Information shown:
* * *
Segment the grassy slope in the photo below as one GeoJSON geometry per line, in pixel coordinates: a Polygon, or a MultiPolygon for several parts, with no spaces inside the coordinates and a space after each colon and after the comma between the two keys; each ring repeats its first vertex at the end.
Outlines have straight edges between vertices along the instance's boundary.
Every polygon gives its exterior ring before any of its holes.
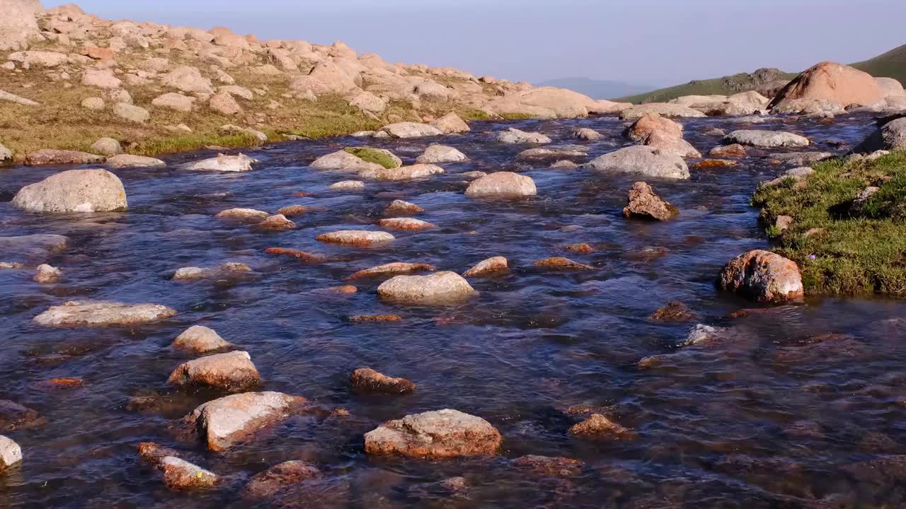
{"type": "Polygon", "coordinates": [[[853,67],[872,76],[893,78],[906,84],[906,44],[871,60],[853,63],[853,67]]]}
{"type": "MultiPolygon", "coordinates": [[[[853,63],[853,67],[861,69],[872,76],[900,80],[900,82],[906,85],[906,45],[891,50],[886,53],[878,55],[871,60],[853,63]]],[[[727,79],[733,80],[734,78],[739,79],[744,76],[745,73],[725,76],[723,78],[716,78],[713,80],[698,80],[684,85],[678,85],[646,93],[622,97],[614,101],[634,103],[642,101],[663,102],[683,95],[730,95],[737,93],[738,91],[733,91],[726,87],[724,85],[724,81],[727,79]]],[[[792,80],[795,77],[795,74],[790,73],[786,77],[787,79],[792,80]]]]}
{"type": "MultiPolygon", "coordinates": [[[[34,50],[53,49],[35,47],[34,50]]],[[[0,62],[5,62],[7,52],[0,52],[0,62]]],[[[137,65],[151,53],[126,53],[118,55],[123,65],[137,65]]],[[[194,65],[207,74],[209,63],[198,59],[170,57],[171,68],[179,64],[194,65]]],[[[223,135],[217,128],[225,124],[247,126],[264,131],[272,141],[284,138],[282,134],[294,134],[309,138],[323,138],[348,134],[356,130],[375,130],[390,123],[390,116],[396,115],[404,120],[419,120],[419,115],[439,117],[456,111],[464,120],[487,118],[481,111],[450,102],[422,101],[421,108],[415,111],[404,101],[391,101],[387,110],[378,120],[363,115],[357,108],[351,107],[340,97],[322,97],[316,102],[287,99],[283,94],[289,91],[287,76],[260,76],[247,69],[229,69],[236,84],[248,89],[267,91],[264,97],[254,101],[236,98],[245,112],[236,116],[216,113],[202,101],[196,103],[190,112],[179,112],[151,106],[151,101],[167,91],[158,83],[141,86],[126,85],[134,103],[147,109],[151,119],[147,124],[125,121],[115,116],[112,103],[101,111],[86,110],[81,106],[88,97],[101,97],[101,91],[80,84],[80,77],[71,81],[72,86],[64,88],[62,82],[53,82],[43,70],[31,69],[22,72],[0,70],[0,88],[37,101],[40,107],[30,107],[10,102],[0,103],[0,143],[17,158],[39,149],[62,149],[88,150],[89,147],[102,137],[119,139],[123,149],[131,154],[154,156],[191,150],[206,146],[227,148],[248,147],[257,141],[242,134],[223,135]],[[280,103],[277,108],[267,108],[269,101],[280,103]],[[184,123],[191,133],[176,131],[170,126],[184,123]]],[[[215,82],[215,85],[219,83],[215,82]]]]}
{"type": "Polygon", "coordinates": [[[906,298],[906,151],[814,168],[804,185],[787,180],[753,197],[767,224],[794,218],[776,251],[799,264],[806,292],[906,298]],[[881,190],[853,212],[850,202],[869,185],[881,190]],[[806,236],[813,228],[823,230],[806,236]]]}

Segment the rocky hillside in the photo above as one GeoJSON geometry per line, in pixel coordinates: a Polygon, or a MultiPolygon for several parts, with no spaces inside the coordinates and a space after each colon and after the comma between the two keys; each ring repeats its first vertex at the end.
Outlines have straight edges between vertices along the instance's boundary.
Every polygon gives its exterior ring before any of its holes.
{"type": "Polygon", "coordinates": [[[74,5],[0,0],[0,143],[151,155],[371,130],[400,120],[558,118],[609,101],[452,68],[390,63],[342,42],[110,21],[74,5]]]}

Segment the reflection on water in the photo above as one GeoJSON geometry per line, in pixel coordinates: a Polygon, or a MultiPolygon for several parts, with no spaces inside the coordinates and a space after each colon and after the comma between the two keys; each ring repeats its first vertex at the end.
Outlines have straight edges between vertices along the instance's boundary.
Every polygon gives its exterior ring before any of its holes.
{"type": "MultiPolygon", "coordinates": [[[[772,120],[755,129],[786,129],[853,145],[871,119],[772,120]]],[[[587,145],[590,157],[622,145],[612,118],[525,121],[556,143],[573,144],[576,127],[608,136],[587,145]]],[[[686,138],[707,151],[728,131],[752,128],[732,119],[685,122],[686,138]]],[[[21,468],[0,474],[0,506],[246,507],[247,478],[290,459],[327,475],[260,506],[291,507],[837,507],[906,502],[903,467],[860,462],[906,449],[906,306],[882,300],[823,299],[769,310],[718,294],[713,278],[730,257],[768,242],[748,198],[757,182],[785,169],[767,158],[728,169],[693,171],[689,181],[649,180],[681,210],[664,224],[622,217],[636,180],[584,169],[515,163],[525,147],[473,133],[443,139],[471,158],[443,165],[429,180],[368,183],[363,192],[328,191],[346,176],[306,164],[361,139],[292,142],[255,150],[248,174],[178,169],[115,170],[129,194],[128,214],[38,216],[0,204],[0,236],[58,234],[70,248],[48,260],[64,271],[54,285],[32,271],[0,271],[0,399],[38,410],[43,427],[8,432],[24,450],[21,468]],[[531,176],[537,197],[470,200],[467,171],[516,170],[531,176]],[[298,197],[296,193],[307,196],[298,197]],[[402,198],[423,206],[419,218],[439,227],[393,232],[392,244],[350,248],[314,241],[336,229],[369,229],[402,198]],[[267,233],[215,219],[230,207],[267,211],[294,204],[323,207],[294,217],[293,231],[267,233]],[[590,254],[566,251],[587,243],[590,254]],[[321,264],[265,254],[287,247],[323,254],[321,264]],[[359,293],[322,290],[352,273],[394,261],[462,273],[503,255],[511,270],[472,280],[479,296],[449,307],[400,307],[378,301],[380,279],[357,280],[359,293]],[[567,256],[593,271],[552,272],[535,260],[567,256]],[[248,264],[235,280],[169,281],[182,266],[248,264]],[[166,304],[176,317],[138,328],[47,330],[31,319],[72,299],[166,304]],[[727,341],[679,349],[692,322],[649,320],[671,301],[699,322],[728,328],[727,341]],[[353,323],[355,314],[399,314],[392,323],[353,323]],[[180,392],[167,377],[185,354],[168,346],[190,325],[207,325],[248,351],[265,388],[299,394],[326,412],[292,418],[228,453],[207,453],[173,428],[174,419],[222,394],[180,392]],[[660,356],[645,369],[637,362],[660,356]],[[349,373],[369,366],[418,383],[398,397],[353,395],[349,373]],[[81,377],[82,387],[41,382],[81,377]],[[136,399],[137,398],[140,398],[136,399]],[[131,403],[130,403],[131,400],[131,403]],[[580,440],[569,409],[594,408],[634,429],[635,441],[580,440]],[[504,436],[492,459],[428,462],[369,458],[362,433],[419,411],[452,408],[478,415],[504,436]],[[142,465],[136,446],[154,440],[195,454],[226,479],[210,493],[169,491],[142,465]],[[516,467],[524,455],[583,462],[551,475],[516,467]],[[873,473],[872,475],[870,474],[873,473]],[[446,479],[465,477],[465,487],[446,479]]],[[[371,140],[369,140],[371,141],[371,140]]],[[[411,160],[428,140],[374,140],[411,160]]],[[[60,168],[2,170],[0,197],[60,168]]],[[[3,256],[0,255],[0,261],[3,256]]]]}

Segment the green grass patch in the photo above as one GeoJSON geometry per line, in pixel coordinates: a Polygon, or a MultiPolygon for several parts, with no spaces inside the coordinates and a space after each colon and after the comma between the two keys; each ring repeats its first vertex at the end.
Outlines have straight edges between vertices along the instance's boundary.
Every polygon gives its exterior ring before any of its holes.
{"type": "Polygon", "coordinates": [[[906,151],[813,168],[806,179],[760,187],[752,198],[766,224],[794,219],[782,233],[769,226],[776,251],[799,264],[810,293],[906,298],[906,151]],[[869,186],[880,190],[853,207],[869,186]]]}
{"type": "Polygon", "coordinates": [[[389,156],[387,153],[378,150],[377,149],[370,149],[368,147],[347,147],[346,149],[343,149],[343,150],[352,154],[365,162],[378,163],[387,169],[399,168],[396,159],[389,156]]]}

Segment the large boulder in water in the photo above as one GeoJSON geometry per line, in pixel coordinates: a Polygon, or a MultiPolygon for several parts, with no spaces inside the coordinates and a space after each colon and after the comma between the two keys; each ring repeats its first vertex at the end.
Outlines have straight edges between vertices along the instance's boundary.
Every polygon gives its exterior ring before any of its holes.
{"type": "Polygon", "coordinates": [[[653,147],[626,147],[604,154],[584,165],[594,171],[641,173],[660,178],[689,178],[689,167],[681,157],[653,147]]]}
{"type": "Polygon", "coordinates": [[[224,451],[255,431],[285,418],[305,402],[282,392],[246,392],[208,401],[183,419],[212,451],[224,451]]]}
{"type": "Polygon", "coordinates": [[[475,294],[475,289],[456,273],[429,275],[398,275],[378,286],[378,295],[389,301],[422,304],[461,301],[475,294]]]}
{"type": "Polygon", "coordinates": [[[49,327],[140,325],[176,315],[159,304],[125,304],[103,301],[71,301],[34,317],[38,325],[49,327]]]}
{"type": "Polygon", "coordinates": [[[720,271],[718,286],[758,302],[788,301],[804,293],[795,262],[763,250],[730,260],[720,271]]]}
{"type": "Polygon", "coordinates": [[[444,409],[385,422],[365,434],[365,452],[423,458],[493,456],[502,441],[487,420],[444,409]]]}
{"type": "Polygon", "coordinates": [[[826,101],[842,107],[870,106],[884,101],[884,91],[868,72],[833,62],[822,62],[789,82],[769,108],[800,99],[826,101]]]}
{"type": "Polygon", "coordinates": [[[478,197],[523,197],[538,194],[531,177],[511,171],[498,171],[473,180],[466,189],[466,196],[478,197]]]}
{"type": "Polygon", "coordinates": [[[528,115],[539,119],[572,119],[589,113],[610,113],[607,105],[579,92],[554,87],[508,93],[484,106],[498,115],[528,115]]]}
{"type": "Polygon", "coordinates": [[[126,210],[126,190],[106,169],[71,169],[25,186],[13,205],[28,212],[111,212],[126,210]]]}
{"type": "Polygon", "coordinates": [[[41,34],[35,14],[42,10],[38,0],[0,0],[0,51],[27,49],[41,34]]]}

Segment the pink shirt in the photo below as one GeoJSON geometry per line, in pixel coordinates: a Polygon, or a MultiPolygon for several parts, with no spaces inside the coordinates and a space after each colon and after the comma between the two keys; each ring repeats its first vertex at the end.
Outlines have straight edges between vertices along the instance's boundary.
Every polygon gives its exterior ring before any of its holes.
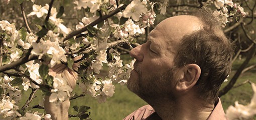
{"type": "MultiPolygon", "coordinates": [[[[133,113],[125,117],[123,120],[146,120],[150,115],[155,113],[156,111],[150,105],[146,105],[134,112],[133,113]]],[[[159,117],[158,117],[159,118],[159,117]]],[[[159,120],[161,118],[158,118],[159,120]]],[[[153,118],[153,120],[157,120],[153,118]]],[[[220,100],[211,112],[207,120],[226,120],[225,112],[222,108],[220,100]]]]}

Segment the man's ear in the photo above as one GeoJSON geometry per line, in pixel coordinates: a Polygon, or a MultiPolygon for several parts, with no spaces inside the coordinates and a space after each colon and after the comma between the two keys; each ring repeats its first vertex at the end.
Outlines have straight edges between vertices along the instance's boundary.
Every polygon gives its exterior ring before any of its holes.
{"type": "Polygon", "coordinates": [[[186,91],[196,84],[201,74],[201,68],[196,64],[189,64],[183,68],[182,78],[176,83],[176,88],[178,91],[186,91]]]}

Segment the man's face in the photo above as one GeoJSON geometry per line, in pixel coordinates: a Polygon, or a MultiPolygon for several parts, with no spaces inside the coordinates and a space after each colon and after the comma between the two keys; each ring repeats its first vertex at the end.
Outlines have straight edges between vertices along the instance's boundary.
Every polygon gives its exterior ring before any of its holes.
{"type": "Polygon", "coordinates": [[[127,87],[143,99],[170,96],[179,79],[174,58],[182,37],[199,30],[199,20],[182,16],[167,18],[150,32],[147,42],[130,52],[136,59],[127,87]]]}

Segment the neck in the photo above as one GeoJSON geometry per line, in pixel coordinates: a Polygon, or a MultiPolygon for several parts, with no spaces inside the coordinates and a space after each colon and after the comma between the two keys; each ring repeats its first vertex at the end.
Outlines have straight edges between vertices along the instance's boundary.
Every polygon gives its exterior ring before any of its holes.
{"type": "Polygon", "coordinates": [[[189,95],[184,96],[175,100],[159,98],[148,102],[163,120],[170,120],[170,118],[177,120],[206,120],[214,105],[206,103],[197,98],[190,98],[189,95]]]}

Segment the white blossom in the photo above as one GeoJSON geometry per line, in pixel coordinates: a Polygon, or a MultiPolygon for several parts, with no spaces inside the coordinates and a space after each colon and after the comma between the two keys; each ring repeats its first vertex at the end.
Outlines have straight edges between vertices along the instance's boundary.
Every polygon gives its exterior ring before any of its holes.
{"type": "Polygon", "coordinates": [[[224,0],[214,0],[214,4],[215,5],[216,8],[217,8],[219,9],[221,8],[222,8],[225,4],[224,0]]]}
{"type": "Polygon", "coordinates": [[[140,20],[141,14],[146,14],[147,10],[145,6],[142,4],[140,0],[134,0],[126,7],[122,16],[125,18],[131,16],[134,20],[138,22],[140,20]]]}
{"type": "MultiPolygon", "coordinates": [[[[34,64],[34,60],[32,60],[26,63],[25,65],[28,68],[30,78],[37,84],[40,84],[43,82],[39,72],[40,65],[38,63],[34,64]]],[[[33,83],[31,84],[34,88],[38,88],[38,86],[35,86],[33,83]]]]}
{"type": "Polygon", "coordinates": [[[38,112],[36,112],[34,114],[26,112],[24,116],[20,118],[20,120],[41,120],[42,118],[38,114],[38,112]]]}
{"type": "Polygon", "coordinates": [[[114,94],[114,90],[115,88],[114,85],[112,84],[112,81],[103,80],[102,82],[104,84],[102,88],[102,92],[106,96],[112,96],[113,94],[114,94]]]}
{"type": "Polygon", "coordinates": [[[44,16],[44,14],[47,14],[48,13],[49,5],[46,4],[46,6],[42,7],[41,5],[33,4],[33,12],[30,12],[28,14],[28,16],[34,16],[36,14],[37,18],[41,18],[44,16]]]}
{"type": "Polygon", "coordinates": [[[19,52],[18,51],[16,51],[15,53],[12,53],[10,55],[11,56],[11,62],[15,62],[18,60],[20,56],[19,54],[19,52]]]}

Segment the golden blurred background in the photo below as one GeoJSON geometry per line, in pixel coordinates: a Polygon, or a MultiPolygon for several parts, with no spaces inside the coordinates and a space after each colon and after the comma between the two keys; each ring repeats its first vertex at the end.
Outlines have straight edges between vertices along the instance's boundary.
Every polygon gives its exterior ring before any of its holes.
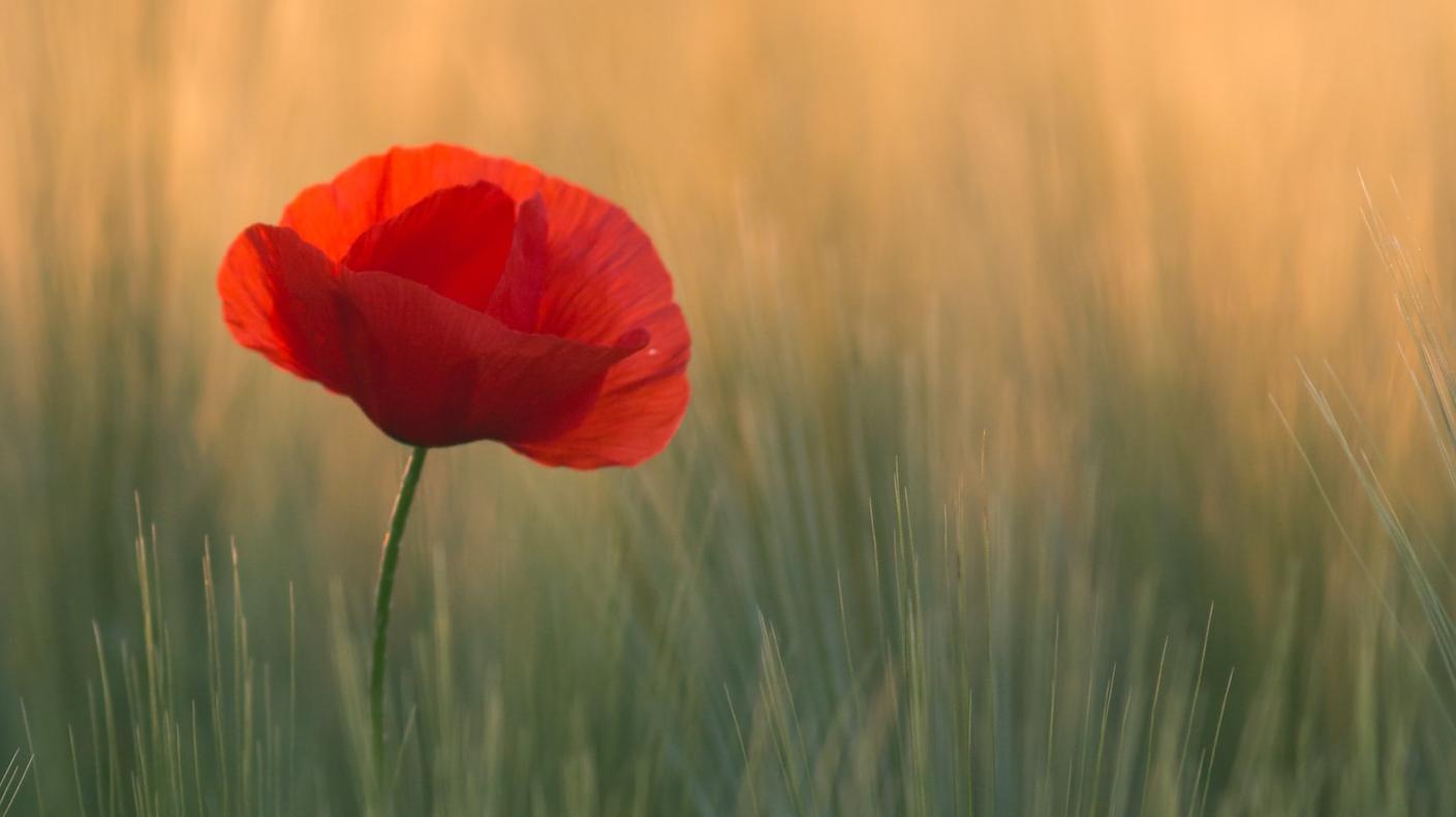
* * *
What is required: Tally the lines in the items above that contain the word "neck". How many are there? Reply with the number alone.

Full answer: 1